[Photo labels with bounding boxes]

***

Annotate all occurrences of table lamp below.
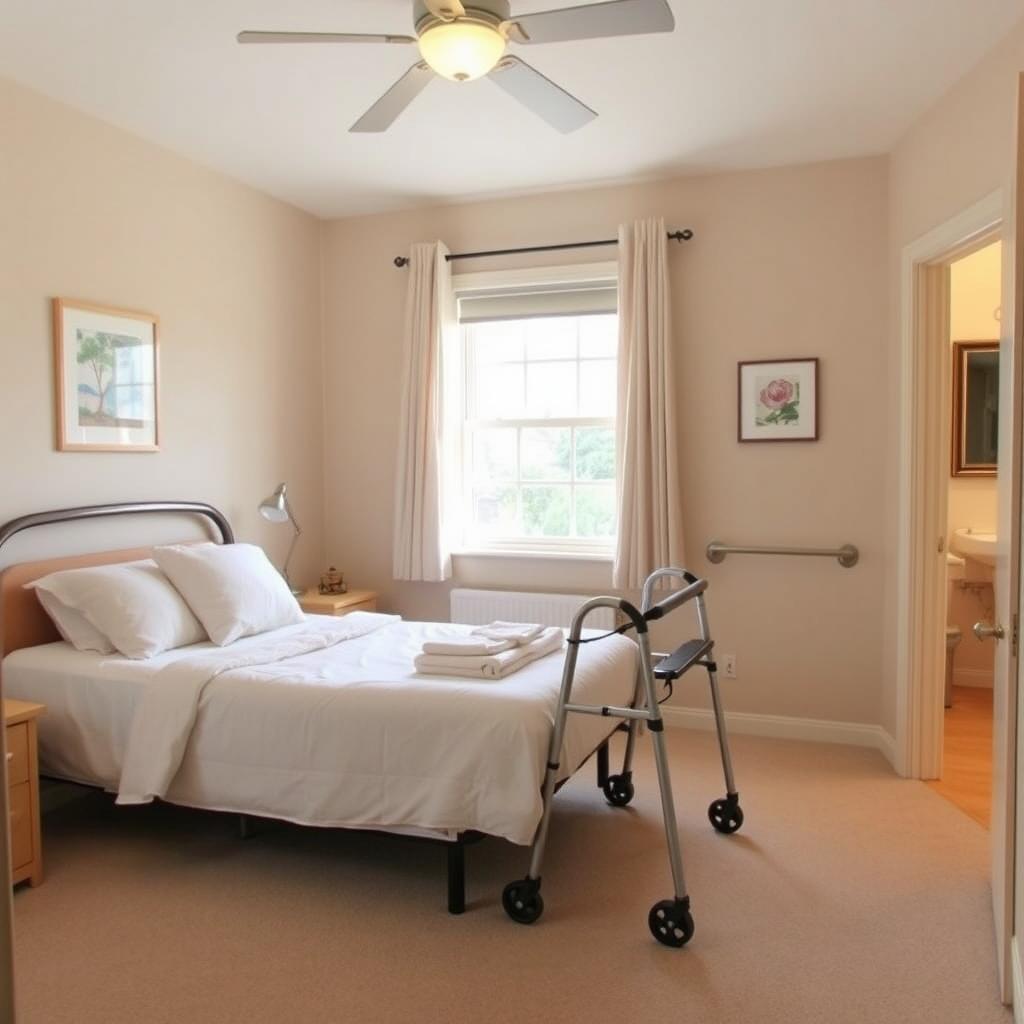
[259,483,302,596]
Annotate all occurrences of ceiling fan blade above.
[489,57,597,135]
[509,0,676,43]
[423,0,466,22]
[348,60,434,132]
[238,32,416,43]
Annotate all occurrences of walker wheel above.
[708,797,743,836]
[502,879,544,925]
[647,898,693,949]
[603,772,636,807]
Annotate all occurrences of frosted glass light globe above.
[420,18,505,82]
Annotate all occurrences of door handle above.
[974,623,1007,640]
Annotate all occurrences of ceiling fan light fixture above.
[420,17,506,82]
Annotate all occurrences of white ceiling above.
[0,0,1024,217]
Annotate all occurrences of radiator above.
[452,589,615,630]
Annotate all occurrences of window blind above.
[459,281,618,324]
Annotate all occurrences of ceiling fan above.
[238,0,676,133]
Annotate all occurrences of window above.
[460,264,618,554]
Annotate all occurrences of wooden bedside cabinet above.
[3,698,46,886]
[298,589,377,615]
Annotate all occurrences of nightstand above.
[298,590,377,615]
[3,699,46,886]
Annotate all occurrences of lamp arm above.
[281,498,302,594]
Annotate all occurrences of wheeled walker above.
[502,567,743,947]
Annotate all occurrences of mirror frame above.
[951,338,999,476]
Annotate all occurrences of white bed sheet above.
[3,613,637,844]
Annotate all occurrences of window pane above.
[519,427,572,480]
[469,321,523,364]
[524,316,579,359]
[473,427,515,481]
[580,315,618,358]
[522,486,569,537]
[526,362,579,418]
[575,427,615,480]
[475,362,525,420]
[577,485,615,538]
[473,486,520,537]
[580,359,616,416]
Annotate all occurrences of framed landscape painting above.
[53,299,160,452]
[739,359,818,441]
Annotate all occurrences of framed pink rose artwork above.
[739,359,818,441]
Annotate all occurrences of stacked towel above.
[415,623,565,679]
[472,621,544,644]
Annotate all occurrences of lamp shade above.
[420,18,505,82]
[259,483,291,522]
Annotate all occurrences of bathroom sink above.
[950,529,995,565]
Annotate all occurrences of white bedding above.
[3,612,636,844]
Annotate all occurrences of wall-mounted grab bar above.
[708,541,860,569]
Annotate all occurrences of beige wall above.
[324,159,887,722]
[0,81,323,578]
[882,16,1024,734]
[946,242,1002,686]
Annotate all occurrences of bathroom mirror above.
[952,341,999,476]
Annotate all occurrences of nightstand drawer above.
[7,782,32,871]
[7,722,29,785]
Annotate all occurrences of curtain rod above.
[394,227,693,267]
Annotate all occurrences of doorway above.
[929,238,1002,829]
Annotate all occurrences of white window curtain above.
[392,235,457,581]
[612,218,683,590]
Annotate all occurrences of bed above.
[0,503,637,912]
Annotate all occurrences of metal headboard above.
[0,502,234,548]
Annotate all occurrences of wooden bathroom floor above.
[926,686,992,828]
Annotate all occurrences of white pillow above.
[153,544,305,646]
[26,559,206,658]
[36,590,114,654]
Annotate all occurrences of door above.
[991,76,1024,1002]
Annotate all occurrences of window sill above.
[452,548,615,564]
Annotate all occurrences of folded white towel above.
[423,636,516,656]
[414,626,565,679]
[472,620,544,643]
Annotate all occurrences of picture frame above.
[949,338,999,476]
[53,298,160,452]
[737,358,818,442]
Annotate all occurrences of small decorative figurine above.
[319,565,348,594]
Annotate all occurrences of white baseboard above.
[953,668,994,689]
[1010,935,1024,1024]
[662,705,897,765]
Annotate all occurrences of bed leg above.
[447,840,466,913]
[597,740,608,790]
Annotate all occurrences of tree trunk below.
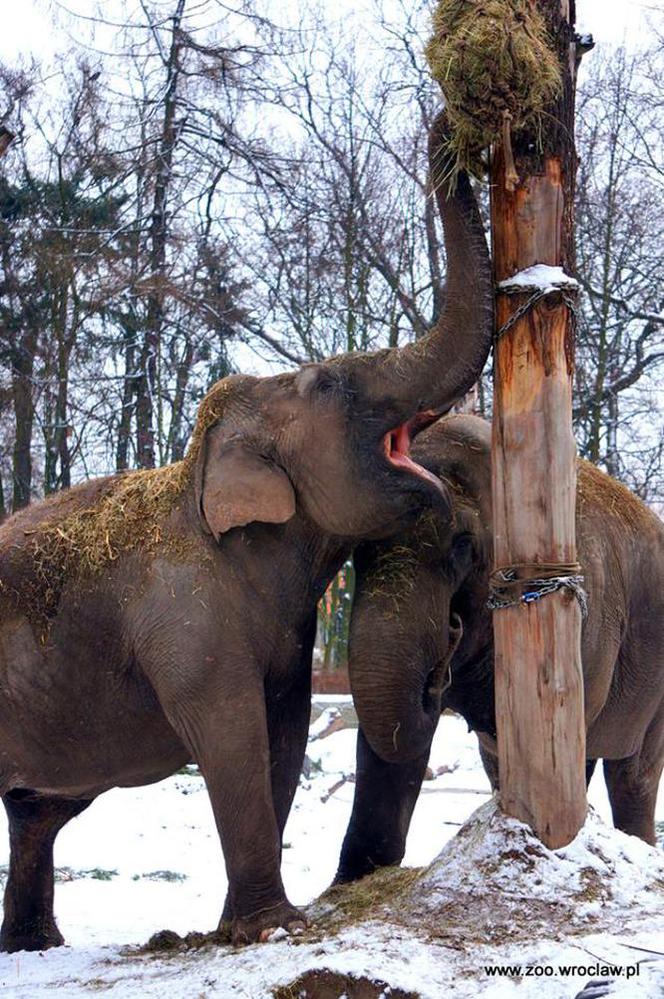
[136,0,185,468]
[12,334,36,511]
[491,0,586,847]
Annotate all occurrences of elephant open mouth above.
[383,409,444,492]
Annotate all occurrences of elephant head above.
[190,117,493,539]
[349,416,493,763]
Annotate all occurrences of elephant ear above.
[196,431,295,540]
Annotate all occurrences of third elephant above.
[337,415,664,881]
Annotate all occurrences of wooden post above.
[491,0,587,848]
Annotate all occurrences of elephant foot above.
[230,902,307,947]
[0,923,65,954]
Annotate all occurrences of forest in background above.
[0,0,664,660]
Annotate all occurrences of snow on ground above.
[0,698,664,999]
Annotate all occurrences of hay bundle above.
[426,0,562,174]
[0,377,240,628]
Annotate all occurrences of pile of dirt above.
[311,799,664,951]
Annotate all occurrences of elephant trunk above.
[366,113,493,413]
[349,614,463,763]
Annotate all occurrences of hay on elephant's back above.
[426,0,562,174]
[3,379,236,621]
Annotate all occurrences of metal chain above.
[486,568,588,621]
[493,287,579,343]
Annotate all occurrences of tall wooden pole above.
[491,0,586,847]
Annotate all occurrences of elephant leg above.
[334,728,429,884]
[0,790,91,951]
[220,671,311,935]
[604,703,664,846]
[586,760,597,789]
[478,739,500,791]
[162,680,303,944]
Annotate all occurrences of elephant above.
[0,117,493,951]
[336,414,664,882]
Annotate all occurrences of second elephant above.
[337,416,664,881]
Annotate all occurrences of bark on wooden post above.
[491,0,586,847]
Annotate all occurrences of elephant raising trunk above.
[0,113,492,951]
[339,112,493,426]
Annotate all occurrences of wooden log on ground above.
[491,0,586,847]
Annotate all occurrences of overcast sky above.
[0,0,657,62]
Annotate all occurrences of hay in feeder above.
[426,0,562,175]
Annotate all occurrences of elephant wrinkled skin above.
[337,416,664,881]
[0,119,492,951]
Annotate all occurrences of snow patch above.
[498,264,579,295]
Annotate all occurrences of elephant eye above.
[452,534,473,565]
[314,368,340,398]
[295,364,341,399]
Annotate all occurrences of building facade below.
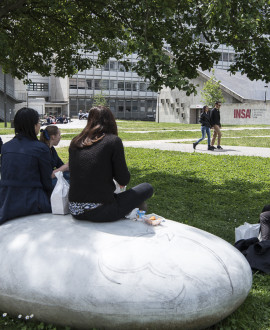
[8,53,157,120]
[157,69,270,125]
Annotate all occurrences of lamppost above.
[4,73,7,127]
[264,85,268,103]
[157,92,160,123]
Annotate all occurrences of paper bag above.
[235,222,260,242]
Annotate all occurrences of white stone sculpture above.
[0,214,252,329]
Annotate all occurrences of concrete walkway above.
[2,119,270,157]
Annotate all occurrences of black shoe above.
[139,202,147,212]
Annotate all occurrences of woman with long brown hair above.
[69,106,153,222]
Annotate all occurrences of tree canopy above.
[201,69,225,107]
[0,0,270,94]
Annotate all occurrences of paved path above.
[2,119,270,157]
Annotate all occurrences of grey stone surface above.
[0,214,252,329]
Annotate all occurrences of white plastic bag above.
[235,222,260,242]
[113,180,126,194]
[51,171,69,214]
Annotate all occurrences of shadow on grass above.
[129,168,269,243]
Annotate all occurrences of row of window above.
[69,78,154,92]
[70,98,157,117]
[27,82,49,92]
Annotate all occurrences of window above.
[101,80,110,89]
[110,61,117,71]
[140,83,146,92]
[223,53,228,62]
[118,81,125,91]
[118,62,125,72]
[77,78,87,89]
[118,100,124,112]
[95,79,101,90]
[125,81,131,91]
[109,100,115,112]
[110,80,118,91]
[140,100,145,112]
[126,100,131,112]
[86,79,92,89]
[229,53,235,62]
[103,62,110,71]
[27,83,49,92]
[132,83,138,91]
[69,78,77,89]
[132,100,138,112]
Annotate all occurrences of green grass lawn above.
[0,122,270,330]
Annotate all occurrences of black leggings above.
[73,183,153,222]
[260,205,270,241]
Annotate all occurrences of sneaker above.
[138,202,147,212]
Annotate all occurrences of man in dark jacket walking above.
[210,101,223,149]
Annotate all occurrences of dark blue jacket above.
[51,147,64,170]
[0,136,52,224]
[200,112,212,127]
[210,108,221,126]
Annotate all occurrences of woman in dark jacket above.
[0,108,52,223]
[39,125,69,187]
[193,105,214,151]
[69,106,153,222]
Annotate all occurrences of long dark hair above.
[202,105,209,112]
[14,107,39,140]
[70,105,118,148]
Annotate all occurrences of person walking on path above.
[210,101,223,149]
[193,105,214,150]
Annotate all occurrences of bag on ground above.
[235,222,260,242]
[51,171,69,214]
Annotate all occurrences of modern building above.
[157,69,270,125]
[0,38,264,123]
[7,53,157,120]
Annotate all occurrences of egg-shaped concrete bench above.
[0,214,252,329]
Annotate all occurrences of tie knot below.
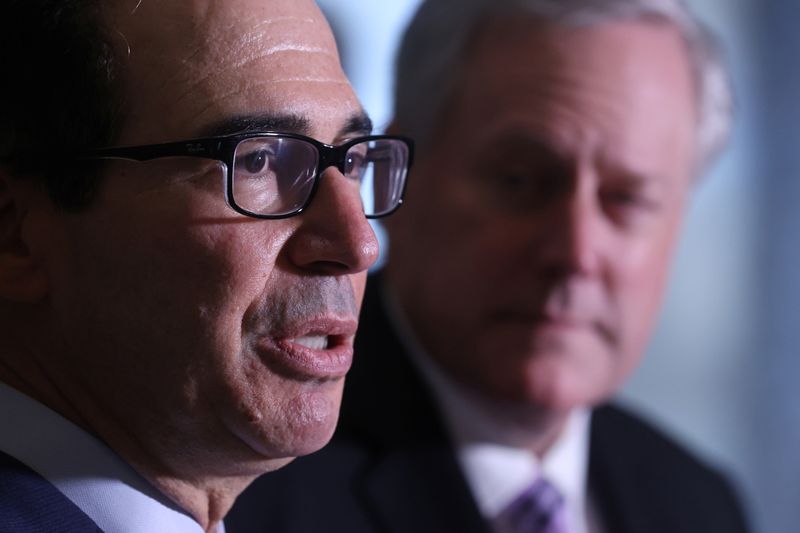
[495,477,566,533]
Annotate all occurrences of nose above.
[533,178,603,276]
[287,167,379,275]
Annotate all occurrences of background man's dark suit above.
[226,277,746,533]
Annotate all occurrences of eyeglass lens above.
[231,137,408,217]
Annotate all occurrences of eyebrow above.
[201,111,372,138]
[201,114,311,137]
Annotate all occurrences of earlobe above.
[0,168,49,303]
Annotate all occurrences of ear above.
[0,167,49,303]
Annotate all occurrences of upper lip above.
[257,317,358,380]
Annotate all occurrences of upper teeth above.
[294,335,328,350]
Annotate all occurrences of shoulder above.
[589,405,747,533]
[0,452,100,533]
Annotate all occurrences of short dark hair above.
[0,0,121,210]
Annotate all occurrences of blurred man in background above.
[230,0,746,533]
[0,0,411,533]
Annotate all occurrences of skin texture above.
[388,17,695,451]
[0,0,378,529]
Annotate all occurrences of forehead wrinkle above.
[231,43,339,68]
[185,78,350,132]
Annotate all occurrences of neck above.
[442,376,571,458]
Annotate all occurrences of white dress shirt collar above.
[381,278,601,533]
[0,383,225,533]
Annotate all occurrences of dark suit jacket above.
[0,446,102,533]
[225,279,747,533]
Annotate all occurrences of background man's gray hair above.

***

### Stated goal:
Rewrite the stretch of the listing from the line containing "Annotate all occurrences of wooden bathroom" through the line containing "[991,76,1024,1002]", substituting "cushion" for "pillow" and leaving everything else unchanged.

### Task result:
Annotate all occurrences of wooden bathroom floor above.
[926,686,992,828]
Annotate all occurrences of white cushion above.
[153,544,305,646]
[26,559,206,658]
[36,590,114,654]
Annotate all occurrences of door above.
[991,76,1024,1002]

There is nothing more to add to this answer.